Update the lines from the very first one through the one holding "x=614, y=319", inclusive, changing each "biggest" to "largest" and keeping everything else unchanged.
'''
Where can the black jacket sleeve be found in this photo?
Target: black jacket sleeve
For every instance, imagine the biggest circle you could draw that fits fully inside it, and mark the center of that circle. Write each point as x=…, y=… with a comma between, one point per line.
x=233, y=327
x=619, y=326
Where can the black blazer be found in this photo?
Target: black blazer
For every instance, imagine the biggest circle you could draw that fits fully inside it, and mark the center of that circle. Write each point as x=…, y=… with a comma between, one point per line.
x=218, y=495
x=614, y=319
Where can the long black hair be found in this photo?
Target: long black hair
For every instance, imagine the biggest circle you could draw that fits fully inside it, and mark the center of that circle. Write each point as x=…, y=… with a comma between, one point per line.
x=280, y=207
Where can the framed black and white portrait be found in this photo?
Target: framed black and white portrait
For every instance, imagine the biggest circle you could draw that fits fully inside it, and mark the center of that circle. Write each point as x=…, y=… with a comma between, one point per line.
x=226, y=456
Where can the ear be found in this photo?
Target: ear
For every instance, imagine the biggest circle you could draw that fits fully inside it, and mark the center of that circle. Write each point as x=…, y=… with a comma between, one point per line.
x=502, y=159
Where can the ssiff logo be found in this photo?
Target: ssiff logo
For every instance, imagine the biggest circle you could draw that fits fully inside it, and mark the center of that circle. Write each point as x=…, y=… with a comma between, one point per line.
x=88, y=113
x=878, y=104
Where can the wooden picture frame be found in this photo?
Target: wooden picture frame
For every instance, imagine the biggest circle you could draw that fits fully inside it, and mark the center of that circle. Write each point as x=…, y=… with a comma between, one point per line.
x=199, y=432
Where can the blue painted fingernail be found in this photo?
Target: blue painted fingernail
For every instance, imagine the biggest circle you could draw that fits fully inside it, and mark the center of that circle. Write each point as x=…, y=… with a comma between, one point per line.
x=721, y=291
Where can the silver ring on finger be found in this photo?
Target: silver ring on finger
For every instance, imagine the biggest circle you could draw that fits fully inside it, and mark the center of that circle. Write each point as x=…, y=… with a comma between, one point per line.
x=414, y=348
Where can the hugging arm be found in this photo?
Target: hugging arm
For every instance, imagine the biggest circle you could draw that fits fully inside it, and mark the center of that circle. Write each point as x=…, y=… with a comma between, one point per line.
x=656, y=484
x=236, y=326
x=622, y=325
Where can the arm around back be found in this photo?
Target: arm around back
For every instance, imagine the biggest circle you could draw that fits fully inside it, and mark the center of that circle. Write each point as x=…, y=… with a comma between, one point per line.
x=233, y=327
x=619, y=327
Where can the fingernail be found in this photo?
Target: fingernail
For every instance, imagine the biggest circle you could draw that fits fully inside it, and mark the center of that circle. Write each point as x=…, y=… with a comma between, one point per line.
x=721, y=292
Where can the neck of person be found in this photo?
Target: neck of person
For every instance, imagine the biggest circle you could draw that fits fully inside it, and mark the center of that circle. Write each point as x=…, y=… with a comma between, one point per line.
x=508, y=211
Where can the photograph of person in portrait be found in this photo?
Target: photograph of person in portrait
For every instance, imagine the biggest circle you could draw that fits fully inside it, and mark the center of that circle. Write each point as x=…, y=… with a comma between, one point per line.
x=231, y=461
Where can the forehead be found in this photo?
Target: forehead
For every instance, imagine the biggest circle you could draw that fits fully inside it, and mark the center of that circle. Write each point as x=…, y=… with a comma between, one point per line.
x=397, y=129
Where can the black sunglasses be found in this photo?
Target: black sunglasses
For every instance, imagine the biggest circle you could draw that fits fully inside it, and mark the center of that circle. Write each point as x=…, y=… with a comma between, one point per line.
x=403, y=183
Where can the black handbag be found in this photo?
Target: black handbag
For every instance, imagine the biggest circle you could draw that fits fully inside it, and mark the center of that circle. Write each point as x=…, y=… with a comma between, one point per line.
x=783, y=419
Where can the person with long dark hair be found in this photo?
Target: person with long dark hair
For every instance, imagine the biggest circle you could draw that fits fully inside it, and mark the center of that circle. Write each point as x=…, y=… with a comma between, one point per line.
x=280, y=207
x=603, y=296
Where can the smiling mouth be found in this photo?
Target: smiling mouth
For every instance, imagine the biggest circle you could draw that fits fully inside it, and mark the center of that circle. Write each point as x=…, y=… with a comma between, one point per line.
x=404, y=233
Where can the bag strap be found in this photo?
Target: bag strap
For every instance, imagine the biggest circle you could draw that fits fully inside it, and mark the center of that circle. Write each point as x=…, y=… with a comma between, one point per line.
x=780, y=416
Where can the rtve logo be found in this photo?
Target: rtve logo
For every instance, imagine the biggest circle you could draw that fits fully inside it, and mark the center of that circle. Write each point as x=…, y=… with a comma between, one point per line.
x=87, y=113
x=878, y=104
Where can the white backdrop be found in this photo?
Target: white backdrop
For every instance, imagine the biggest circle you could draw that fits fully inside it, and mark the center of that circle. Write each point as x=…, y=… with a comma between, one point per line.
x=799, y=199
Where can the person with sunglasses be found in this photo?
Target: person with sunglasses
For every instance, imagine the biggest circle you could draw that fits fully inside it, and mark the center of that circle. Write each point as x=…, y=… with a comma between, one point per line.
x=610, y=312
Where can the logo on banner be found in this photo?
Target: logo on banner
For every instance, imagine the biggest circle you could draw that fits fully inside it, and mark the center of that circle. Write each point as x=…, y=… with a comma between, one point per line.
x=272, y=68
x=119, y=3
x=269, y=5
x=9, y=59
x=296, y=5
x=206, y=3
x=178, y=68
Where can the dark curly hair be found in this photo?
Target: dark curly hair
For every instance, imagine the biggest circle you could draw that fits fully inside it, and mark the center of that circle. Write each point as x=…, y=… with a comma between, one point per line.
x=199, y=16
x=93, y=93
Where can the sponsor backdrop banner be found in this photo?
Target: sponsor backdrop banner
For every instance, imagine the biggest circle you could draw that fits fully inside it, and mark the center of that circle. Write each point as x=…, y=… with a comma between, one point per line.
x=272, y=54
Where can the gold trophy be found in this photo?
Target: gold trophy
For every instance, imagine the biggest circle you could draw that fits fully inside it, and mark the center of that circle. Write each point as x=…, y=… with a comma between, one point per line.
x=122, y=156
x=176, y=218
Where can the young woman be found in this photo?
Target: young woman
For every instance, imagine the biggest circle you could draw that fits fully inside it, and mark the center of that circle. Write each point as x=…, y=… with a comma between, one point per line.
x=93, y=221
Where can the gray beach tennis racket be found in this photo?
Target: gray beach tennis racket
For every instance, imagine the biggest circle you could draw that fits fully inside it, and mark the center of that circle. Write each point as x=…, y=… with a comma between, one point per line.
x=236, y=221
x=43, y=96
'''
__Solution for this task__.
Where can the black jacket sleeve be found in this photo?
Target: black jacket sleeve
For every instance, imagine the largest circle you could draw that fits fully inside it, and mark the center of that circle. Write each point as x=…, y=… with a comma between, one point per line.
x=233, y=327
x=619, y=326
Where can the black blazer be found in this photo?
Target: black blazer
For every instance, imagine the largest circle you could draw that fits fully inside it, and mark the center of that circle. Write each point as x=…, y=… with a comma between, one point per line.
x=218, y=495
x=614, y=319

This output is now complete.